• _Your objective_
Reproduce verbatim the lines of the material below, starting at the line with "Target: gray suv" and ending at the line with "like [[10, 222]].", both inclusive; skip the rest.

• _Supplied records_
_____
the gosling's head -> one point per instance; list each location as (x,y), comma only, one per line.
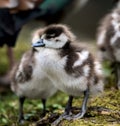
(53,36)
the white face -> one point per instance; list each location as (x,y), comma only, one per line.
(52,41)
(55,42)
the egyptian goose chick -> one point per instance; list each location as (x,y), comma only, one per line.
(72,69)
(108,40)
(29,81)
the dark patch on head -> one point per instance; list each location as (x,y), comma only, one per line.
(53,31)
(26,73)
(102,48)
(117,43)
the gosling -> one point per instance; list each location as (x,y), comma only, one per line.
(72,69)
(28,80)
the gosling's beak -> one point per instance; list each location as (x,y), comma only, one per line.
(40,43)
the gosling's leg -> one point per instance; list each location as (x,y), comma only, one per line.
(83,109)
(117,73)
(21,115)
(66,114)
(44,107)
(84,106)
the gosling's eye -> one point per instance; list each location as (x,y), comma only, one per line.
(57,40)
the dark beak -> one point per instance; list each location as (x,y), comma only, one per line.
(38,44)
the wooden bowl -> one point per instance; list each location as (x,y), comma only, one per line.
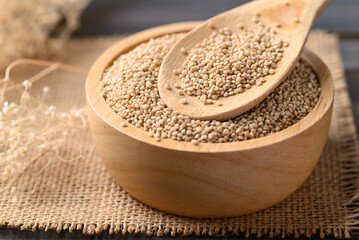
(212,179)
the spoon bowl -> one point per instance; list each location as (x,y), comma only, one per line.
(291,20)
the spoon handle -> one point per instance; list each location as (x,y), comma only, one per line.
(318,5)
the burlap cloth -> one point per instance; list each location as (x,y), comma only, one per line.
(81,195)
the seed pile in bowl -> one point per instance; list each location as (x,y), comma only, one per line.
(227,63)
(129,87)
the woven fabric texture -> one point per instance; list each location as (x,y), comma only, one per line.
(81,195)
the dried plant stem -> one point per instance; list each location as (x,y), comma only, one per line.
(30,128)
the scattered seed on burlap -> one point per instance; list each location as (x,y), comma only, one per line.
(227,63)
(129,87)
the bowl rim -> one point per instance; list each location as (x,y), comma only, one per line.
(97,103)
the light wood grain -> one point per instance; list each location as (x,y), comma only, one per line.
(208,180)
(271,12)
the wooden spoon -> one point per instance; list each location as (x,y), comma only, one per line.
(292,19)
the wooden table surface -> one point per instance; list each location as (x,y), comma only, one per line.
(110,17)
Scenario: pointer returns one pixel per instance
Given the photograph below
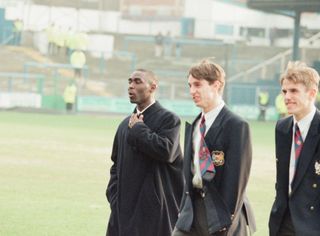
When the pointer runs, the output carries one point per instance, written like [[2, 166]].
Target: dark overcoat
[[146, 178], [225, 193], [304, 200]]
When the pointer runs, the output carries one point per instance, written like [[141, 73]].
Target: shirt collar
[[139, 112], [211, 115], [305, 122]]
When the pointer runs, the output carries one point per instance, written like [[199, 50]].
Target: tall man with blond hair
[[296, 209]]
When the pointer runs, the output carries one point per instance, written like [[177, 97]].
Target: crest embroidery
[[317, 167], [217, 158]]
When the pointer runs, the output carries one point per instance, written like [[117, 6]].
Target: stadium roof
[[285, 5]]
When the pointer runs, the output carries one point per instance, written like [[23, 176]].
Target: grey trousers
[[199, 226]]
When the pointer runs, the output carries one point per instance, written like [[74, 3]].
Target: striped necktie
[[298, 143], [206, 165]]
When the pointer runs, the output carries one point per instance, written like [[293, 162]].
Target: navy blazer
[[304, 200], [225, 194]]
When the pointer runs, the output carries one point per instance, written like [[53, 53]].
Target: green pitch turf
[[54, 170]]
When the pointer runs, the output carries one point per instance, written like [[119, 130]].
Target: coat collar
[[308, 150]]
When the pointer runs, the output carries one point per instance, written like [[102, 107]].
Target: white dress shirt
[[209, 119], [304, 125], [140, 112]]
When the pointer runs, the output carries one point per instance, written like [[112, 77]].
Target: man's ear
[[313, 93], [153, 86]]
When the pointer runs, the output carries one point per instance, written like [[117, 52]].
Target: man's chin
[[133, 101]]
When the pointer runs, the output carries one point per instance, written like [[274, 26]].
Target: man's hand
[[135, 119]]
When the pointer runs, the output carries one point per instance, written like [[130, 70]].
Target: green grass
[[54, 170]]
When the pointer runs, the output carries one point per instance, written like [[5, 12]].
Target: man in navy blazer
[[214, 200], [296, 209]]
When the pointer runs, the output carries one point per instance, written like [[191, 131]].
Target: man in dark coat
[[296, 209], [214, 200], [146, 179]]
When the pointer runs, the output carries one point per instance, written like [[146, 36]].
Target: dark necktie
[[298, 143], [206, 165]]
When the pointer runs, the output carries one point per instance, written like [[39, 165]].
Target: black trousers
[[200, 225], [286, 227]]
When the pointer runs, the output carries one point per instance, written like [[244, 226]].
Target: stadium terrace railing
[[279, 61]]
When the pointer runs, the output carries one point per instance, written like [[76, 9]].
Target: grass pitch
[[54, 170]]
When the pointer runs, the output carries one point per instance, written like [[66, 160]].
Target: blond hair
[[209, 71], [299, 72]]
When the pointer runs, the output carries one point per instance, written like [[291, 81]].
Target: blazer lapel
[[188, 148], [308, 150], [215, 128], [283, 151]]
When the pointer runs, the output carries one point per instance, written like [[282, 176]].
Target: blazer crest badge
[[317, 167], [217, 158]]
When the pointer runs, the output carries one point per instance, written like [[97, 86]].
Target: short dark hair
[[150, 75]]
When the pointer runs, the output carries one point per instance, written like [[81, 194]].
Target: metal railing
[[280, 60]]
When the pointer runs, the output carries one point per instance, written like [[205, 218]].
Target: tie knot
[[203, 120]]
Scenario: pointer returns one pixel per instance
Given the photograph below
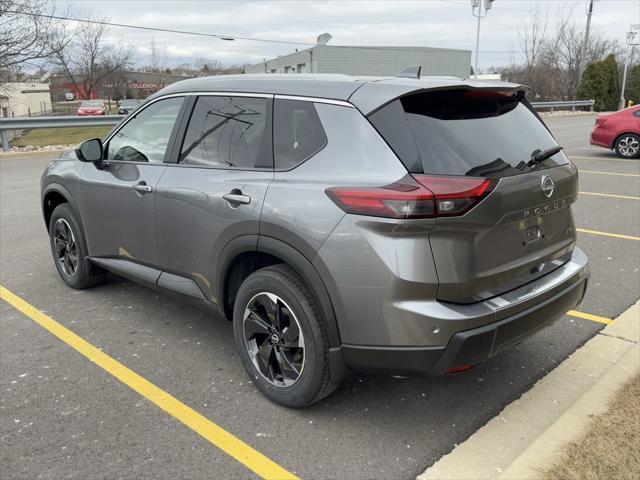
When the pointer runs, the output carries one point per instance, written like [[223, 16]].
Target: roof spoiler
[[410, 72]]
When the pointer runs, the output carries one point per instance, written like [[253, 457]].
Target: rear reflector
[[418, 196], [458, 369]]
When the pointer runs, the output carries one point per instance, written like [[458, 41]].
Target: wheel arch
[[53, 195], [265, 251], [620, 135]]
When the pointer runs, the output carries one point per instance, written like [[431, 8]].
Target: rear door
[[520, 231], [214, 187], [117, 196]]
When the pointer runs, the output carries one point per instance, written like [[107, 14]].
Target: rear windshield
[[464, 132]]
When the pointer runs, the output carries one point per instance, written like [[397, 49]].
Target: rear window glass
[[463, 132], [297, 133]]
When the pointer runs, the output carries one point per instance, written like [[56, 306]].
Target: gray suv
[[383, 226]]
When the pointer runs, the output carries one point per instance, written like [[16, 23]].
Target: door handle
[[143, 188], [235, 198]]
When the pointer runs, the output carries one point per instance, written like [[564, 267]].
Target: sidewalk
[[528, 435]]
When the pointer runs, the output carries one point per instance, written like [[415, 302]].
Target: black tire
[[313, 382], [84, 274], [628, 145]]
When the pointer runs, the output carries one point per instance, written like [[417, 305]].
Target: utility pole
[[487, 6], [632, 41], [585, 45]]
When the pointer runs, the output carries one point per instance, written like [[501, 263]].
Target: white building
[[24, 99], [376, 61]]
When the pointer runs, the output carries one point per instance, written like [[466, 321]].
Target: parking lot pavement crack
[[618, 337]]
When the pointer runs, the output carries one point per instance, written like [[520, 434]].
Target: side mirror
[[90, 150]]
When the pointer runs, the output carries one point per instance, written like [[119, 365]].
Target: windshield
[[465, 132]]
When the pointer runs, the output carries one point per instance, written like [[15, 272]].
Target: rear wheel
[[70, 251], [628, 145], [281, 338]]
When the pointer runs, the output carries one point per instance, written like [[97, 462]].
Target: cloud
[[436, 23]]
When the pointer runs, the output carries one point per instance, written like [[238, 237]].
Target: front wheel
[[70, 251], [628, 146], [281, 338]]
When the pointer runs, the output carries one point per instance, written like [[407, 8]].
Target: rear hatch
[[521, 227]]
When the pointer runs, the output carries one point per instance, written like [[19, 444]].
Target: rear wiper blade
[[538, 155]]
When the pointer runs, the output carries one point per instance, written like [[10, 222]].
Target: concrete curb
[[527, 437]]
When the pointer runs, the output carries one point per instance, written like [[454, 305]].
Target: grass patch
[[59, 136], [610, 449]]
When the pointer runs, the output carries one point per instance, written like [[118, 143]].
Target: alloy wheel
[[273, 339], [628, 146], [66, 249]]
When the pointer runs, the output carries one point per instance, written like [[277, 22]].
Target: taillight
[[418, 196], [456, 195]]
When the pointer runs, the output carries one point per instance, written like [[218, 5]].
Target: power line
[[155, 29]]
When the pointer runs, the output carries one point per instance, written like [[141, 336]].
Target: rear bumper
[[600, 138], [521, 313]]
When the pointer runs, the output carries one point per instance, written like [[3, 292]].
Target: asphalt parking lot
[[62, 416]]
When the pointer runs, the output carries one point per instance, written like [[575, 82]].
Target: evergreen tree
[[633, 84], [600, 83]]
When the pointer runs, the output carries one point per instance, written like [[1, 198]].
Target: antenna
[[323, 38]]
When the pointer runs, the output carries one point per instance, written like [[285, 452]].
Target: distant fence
_____
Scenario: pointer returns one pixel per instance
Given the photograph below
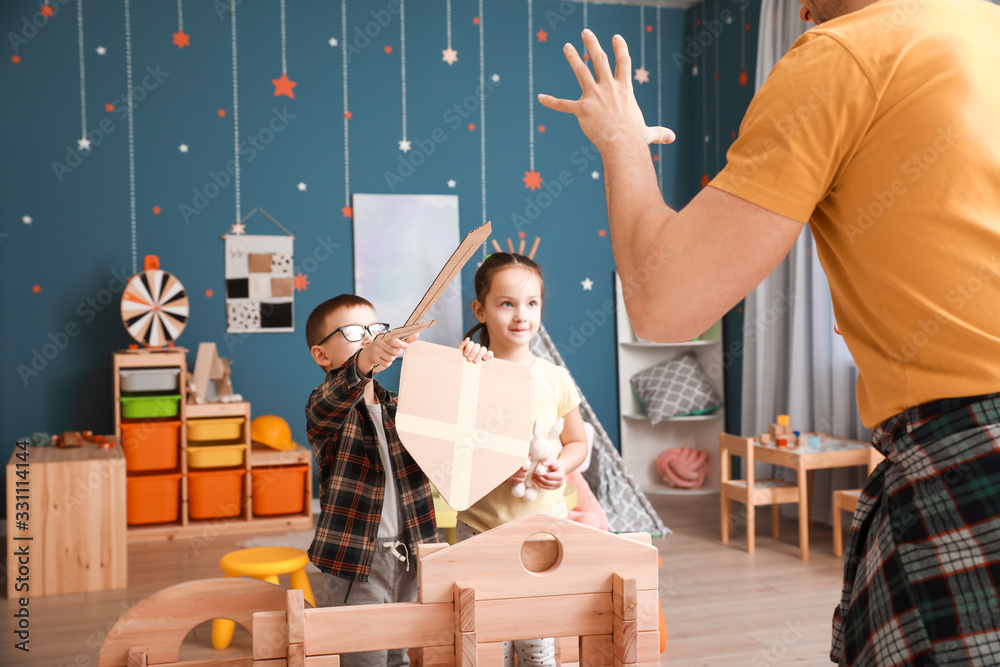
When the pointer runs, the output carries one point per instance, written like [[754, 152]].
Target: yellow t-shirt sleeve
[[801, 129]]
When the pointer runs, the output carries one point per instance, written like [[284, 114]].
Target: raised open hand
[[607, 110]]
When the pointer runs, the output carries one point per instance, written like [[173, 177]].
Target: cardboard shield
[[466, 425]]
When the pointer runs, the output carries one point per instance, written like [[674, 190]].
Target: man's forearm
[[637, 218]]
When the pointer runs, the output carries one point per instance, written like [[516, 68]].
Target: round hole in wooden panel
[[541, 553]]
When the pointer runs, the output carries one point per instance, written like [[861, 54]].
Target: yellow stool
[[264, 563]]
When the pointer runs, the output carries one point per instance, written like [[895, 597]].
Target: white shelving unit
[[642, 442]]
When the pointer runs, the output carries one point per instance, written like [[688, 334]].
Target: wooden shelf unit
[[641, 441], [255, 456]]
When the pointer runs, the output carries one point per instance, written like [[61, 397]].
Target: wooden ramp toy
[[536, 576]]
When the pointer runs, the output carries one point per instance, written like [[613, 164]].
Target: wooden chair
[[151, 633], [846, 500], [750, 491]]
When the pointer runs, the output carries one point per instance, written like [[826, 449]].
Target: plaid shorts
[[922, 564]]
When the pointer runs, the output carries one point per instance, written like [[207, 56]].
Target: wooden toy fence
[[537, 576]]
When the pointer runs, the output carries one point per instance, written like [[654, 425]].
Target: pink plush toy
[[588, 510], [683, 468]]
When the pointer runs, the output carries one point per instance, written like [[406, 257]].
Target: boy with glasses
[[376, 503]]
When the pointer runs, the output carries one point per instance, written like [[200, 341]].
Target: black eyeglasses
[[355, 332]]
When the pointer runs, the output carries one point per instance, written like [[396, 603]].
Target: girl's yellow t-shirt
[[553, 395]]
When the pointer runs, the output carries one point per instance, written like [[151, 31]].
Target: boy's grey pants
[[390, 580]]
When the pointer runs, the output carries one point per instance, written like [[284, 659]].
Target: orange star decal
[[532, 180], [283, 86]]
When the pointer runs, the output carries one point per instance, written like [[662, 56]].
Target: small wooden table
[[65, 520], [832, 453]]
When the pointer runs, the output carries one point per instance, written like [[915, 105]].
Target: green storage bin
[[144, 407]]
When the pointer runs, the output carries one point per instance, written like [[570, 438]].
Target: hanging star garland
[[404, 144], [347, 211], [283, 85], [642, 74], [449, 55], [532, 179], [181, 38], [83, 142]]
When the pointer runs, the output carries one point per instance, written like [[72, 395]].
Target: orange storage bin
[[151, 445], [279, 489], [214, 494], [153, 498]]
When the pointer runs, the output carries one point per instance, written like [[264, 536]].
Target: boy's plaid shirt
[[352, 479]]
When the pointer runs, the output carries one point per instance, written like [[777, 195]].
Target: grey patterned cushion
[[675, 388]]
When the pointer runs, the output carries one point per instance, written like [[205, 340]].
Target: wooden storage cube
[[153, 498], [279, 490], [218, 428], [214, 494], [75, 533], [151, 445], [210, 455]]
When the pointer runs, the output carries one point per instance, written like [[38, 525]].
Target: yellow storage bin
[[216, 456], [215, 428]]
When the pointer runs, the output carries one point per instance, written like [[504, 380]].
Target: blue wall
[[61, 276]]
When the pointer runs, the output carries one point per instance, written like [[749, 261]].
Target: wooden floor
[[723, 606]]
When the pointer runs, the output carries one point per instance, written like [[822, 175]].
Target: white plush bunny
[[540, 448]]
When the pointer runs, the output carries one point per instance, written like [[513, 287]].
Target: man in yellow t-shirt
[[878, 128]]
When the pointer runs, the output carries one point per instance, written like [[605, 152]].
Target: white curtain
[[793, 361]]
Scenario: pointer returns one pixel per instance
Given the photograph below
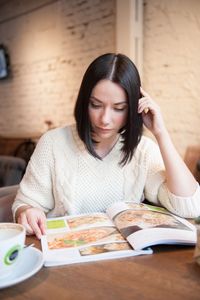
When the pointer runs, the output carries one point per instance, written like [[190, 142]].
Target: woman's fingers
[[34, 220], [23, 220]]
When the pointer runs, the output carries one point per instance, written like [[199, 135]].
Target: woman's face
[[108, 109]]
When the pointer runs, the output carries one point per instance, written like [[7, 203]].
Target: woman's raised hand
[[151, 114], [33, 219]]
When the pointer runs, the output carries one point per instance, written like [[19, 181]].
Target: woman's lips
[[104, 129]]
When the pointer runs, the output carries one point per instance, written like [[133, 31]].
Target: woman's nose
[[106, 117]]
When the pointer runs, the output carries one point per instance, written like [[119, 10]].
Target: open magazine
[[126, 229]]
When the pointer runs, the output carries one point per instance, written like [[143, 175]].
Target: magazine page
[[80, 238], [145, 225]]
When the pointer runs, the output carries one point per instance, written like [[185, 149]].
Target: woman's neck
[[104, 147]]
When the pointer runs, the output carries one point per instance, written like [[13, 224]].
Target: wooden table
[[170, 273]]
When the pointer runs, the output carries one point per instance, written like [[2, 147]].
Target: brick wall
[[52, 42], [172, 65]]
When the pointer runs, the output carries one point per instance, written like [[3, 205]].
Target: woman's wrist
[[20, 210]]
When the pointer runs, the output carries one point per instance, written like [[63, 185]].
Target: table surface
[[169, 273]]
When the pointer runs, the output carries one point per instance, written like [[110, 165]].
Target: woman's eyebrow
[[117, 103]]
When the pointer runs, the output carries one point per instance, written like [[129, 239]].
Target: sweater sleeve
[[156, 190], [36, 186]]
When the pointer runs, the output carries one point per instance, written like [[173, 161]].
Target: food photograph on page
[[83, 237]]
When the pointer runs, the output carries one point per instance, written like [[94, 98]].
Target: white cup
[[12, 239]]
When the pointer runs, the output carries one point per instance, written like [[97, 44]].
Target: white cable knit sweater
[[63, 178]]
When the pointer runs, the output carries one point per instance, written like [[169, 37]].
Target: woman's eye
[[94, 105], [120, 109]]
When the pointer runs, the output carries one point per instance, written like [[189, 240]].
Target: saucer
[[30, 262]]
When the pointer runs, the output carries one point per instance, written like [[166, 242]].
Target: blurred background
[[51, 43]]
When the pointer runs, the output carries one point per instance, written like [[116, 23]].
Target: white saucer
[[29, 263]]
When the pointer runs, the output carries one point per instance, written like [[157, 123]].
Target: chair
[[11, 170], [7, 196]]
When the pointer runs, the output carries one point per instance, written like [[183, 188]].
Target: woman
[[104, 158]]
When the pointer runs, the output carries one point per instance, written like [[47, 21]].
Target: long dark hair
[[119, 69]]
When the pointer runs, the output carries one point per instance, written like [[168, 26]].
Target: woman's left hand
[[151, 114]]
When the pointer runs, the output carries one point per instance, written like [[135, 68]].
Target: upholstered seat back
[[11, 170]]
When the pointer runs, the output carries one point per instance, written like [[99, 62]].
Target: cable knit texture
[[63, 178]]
_____
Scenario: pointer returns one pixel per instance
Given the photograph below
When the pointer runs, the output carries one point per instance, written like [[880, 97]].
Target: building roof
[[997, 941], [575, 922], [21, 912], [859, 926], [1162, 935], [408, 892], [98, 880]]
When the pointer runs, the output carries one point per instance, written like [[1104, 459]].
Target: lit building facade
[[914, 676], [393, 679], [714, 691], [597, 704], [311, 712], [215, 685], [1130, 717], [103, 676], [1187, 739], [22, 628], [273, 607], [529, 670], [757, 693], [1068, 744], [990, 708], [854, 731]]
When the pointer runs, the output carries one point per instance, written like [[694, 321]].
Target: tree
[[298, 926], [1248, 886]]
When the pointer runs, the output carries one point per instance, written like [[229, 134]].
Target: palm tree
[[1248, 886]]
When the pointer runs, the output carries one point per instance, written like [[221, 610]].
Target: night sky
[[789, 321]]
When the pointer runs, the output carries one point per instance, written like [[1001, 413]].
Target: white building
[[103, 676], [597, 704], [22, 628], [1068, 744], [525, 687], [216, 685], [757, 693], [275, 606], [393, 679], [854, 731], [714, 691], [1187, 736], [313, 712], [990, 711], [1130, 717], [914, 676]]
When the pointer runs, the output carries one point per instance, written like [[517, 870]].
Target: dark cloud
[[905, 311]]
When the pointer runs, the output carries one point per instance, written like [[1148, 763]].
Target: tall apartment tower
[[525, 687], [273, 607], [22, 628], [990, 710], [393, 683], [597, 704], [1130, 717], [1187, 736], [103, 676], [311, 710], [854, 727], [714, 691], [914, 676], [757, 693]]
_____
• _Solution to this task_
Target: gray suv
[[383, 226]]
When the pointer runs, the output carries one point per instance, written like [[16, 23]].
Target: door handle
[[143, 188], [235, 198]]
When the pointer runs, the output carries one point per instance, written like [[564, 267]].
Target: sidewalk
[[528, 435]]
When the pointer runs, the output carries one point per instance, written like [[415, 302]].
Target: black tire
[[313, 382], [84, 274], [628, 145]]
When the pointer runs, the output carries one point per instance, written like [[417, 305]].
Target: utility pole
[[487, 6], [632, 41], [585, 45]]
When the pointer runs, the output carries one point per instance, written like [[501, 263]].
Target: white building
[[24, 99], [376, 61]]
When the pointer runs, the output carries one point per instance, written like [[466, 321]].
Target: parking lot pavement crack
[[618, 337]]
When the pointer runs, the output carries one point per instance, written like [[520, 434]].
Target: side mirror
[[90, 150]]
When the pointer runs, the output carries one point per instance, written like [[119, 365]].
Target: windshield
[[465, 132]]
When the pointer runs, the output carries one point per instance, written like [[15, 272]].
Target: rear wheel
[[70, 251], [628, 145], [281, 338]]
When the pointer runs, the output carries one point per instance, written like [[97, 462]].
Target: cloud
[[436, 23]]
When the pointer runs, the output carries one point per instance, written like [[238, 237]].
Target: front wheel
[[70, 251], [628, 146], [281, 338]]
When the pointer runs, the output carries one point per instance, written like [[407, 8]].
Target: rear hatch
[[521, 227]]
When the pointer runs, the output carries one point per instance, written like [[19, 444]].
Target: rear wiper blade
[[538, 155]]
When the pointer runs, the output carries one point per instance, written like [[10, 222]].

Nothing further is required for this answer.